TRY IT: According to the forum thread below, why did Beest almost turn down his current job? Answer in one to three sentences.

DOCUMENT EXTRACT:

"""

I got my PhD -with a bump under my gown
I had my first baby
I still had a late 80s perm (in 1997) -my hair wasn't purple or short and spiky then (second child did that....). But it would have been if I'd've had the guts....
I wore all black and purple and lots of make-up when I went out (nowadays it's just black and if I wear make-up people comment -nicely, but it pisses me off because I'm a bitch that way -I'm sure you mean well when you say I look gorgeous and should wear make-up more often, but Ihear "you're butt-ugly without make-up" /tangent)
I worked in the university bookstore and hung in there way past i shoulda quit to get maternity pay
Beest got his current job -as a temp to start -days before I was due to give birth and almost turned it down because he was worried about not being there. I nearly killed him live on the phone to the recruiter.....

How about you?

Aliantha 01-17-2012 11:14 PM

That was 1998/99 for me. I'd just become a single mother and was working with my father starting up a business. I didn't have a perm, but my hair was multi coloured. I looked a bit like a tortis shell cat. By 99 I was living in a two bedroom town house not far from work and thinking about going to Uni and wondering how I'd manage it. This was also the time I discovered the internet and spent a lot of time in a beseen chatroom. I met some real idiots in that chat room. I also met some really nice people - mostly americans and canadians.

"""

RECORDED INFORMATION:

"""

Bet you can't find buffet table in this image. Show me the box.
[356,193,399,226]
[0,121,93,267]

"""

ANSWER SPACE: The job came along days before the poster was due to give birth. Beest almost turned it down because he was worried about not being there.